● Job: Return every line in the data below that contains the word "building".

— BEGIN Data section —

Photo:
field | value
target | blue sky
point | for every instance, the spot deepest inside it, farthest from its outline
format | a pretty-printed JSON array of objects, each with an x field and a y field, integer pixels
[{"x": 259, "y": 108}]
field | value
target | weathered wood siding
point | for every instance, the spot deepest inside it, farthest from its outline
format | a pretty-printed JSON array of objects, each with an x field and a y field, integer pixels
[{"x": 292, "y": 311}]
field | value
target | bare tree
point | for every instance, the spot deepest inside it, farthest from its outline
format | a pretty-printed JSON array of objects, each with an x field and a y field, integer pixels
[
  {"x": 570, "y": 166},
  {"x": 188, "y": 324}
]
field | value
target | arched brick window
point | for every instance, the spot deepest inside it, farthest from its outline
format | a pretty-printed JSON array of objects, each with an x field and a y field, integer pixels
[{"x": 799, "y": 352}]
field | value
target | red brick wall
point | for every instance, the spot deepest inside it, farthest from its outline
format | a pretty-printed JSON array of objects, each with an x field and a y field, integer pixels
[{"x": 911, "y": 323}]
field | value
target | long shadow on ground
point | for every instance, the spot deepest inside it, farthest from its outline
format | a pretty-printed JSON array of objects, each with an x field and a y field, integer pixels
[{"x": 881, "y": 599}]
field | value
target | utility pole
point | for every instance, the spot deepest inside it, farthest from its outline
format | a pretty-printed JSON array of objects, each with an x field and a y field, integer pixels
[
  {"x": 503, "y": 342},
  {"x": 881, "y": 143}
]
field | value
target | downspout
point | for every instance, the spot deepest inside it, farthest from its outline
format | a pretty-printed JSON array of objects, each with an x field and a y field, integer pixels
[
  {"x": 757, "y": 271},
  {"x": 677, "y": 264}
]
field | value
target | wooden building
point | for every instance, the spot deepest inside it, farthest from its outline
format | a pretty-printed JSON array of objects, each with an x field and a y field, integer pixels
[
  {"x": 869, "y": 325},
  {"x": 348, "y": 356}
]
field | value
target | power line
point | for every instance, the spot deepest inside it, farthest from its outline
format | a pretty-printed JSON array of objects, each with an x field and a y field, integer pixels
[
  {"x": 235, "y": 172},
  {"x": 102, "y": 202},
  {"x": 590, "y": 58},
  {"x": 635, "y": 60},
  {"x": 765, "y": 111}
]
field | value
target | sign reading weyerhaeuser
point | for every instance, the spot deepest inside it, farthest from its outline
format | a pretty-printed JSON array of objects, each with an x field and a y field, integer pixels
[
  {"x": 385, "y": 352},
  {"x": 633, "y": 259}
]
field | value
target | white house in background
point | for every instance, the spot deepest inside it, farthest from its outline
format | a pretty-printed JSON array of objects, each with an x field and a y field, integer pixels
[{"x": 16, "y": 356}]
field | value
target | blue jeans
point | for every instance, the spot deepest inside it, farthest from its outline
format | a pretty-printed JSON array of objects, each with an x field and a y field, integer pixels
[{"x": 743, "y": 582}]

— END Data section —
— BEGIN Data section —

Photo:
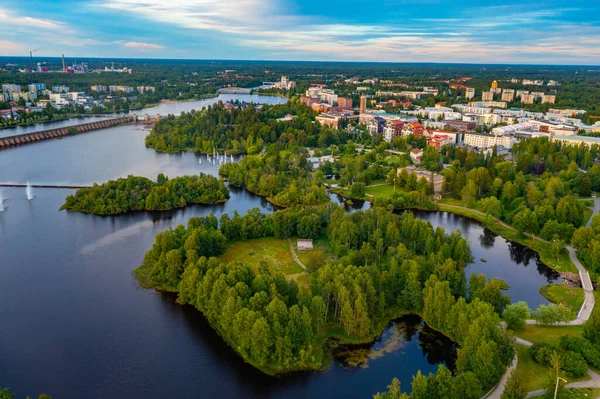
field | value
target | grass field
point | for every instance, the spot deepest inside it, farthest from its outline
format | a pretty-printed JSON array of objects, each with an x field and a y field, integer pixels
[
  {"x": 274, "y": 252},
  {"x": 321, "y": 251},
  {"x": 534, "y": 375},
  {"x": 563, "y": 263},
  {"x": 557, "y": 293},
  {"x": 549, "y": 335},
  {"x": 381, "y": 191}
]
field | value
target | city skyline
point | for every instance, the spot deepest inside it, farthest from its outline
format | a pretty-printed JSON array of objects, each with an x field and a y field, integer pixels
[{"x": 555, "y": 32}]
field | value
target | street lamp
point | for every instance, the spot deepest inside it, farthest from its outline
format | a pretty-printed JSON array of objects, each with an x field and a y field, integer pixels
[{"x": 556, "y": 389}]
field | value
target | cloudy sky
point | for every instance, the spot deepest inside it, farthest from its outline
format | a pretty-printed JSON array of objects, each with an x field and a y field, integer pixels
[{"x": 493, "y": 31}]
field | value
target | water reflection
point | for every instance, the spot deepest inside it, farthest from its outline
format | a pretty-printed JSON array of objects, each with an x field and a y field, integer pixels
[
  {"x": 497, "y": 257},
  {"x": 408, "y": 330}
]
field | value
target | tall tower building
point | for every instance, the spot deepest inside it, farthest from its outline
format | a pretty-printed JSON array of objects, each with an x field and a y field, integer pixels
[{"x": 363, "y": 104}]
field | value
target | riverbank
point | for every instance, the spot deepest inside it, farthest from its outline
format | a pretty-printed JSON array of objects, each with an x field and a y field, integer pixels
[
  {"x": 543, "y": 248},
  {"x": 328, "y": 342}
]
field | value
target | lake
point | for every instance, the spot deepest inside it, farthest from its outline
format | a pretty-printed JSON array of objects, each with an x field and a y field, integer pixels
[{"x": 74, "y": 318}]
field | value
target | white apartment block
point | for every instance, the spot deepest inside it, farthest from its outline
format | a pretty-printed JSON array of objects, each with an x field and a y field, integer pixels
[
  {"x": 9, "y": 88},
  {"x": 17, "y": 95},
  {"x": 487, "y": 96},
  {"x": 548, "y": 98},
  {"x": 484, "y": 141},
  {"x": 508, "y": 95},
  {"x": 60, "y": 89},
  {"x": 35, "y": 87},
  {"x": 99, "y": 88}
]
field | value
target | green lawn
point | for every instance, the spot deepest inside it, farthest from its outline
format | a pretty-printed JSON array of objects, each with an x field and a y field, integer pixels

— END Data section —

● Answer to this task:
target | wooden building
target | tall tower building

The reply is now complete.